WHAT IS BEING ASKED: The answer must be every line below that contains the string "tiled".

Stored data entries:

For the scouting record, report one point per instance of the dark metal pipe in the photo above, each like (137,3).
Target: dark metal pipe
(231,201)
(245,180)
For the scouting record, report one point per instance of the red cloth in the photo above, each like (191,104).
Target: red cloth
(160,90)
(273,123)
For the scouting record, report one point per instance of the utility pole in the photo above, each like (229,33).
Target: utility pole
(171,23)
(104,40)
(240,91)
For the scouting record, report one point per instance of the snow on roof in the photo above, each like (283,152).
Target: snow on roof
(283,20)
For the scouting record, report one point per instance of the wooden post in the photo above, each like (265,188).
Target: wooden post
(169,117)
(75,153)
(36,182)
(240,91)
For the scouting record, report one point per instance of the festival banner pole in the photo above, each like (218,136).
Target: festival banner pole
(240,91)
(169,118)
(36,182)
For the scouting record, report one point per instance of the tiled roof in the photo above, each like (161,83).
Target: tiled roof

RESULT OF THIS EXERCISE:
For the scouting record, report one point per instance of the tiled roof in the photo above, each like (161,83).
Target: tiled roof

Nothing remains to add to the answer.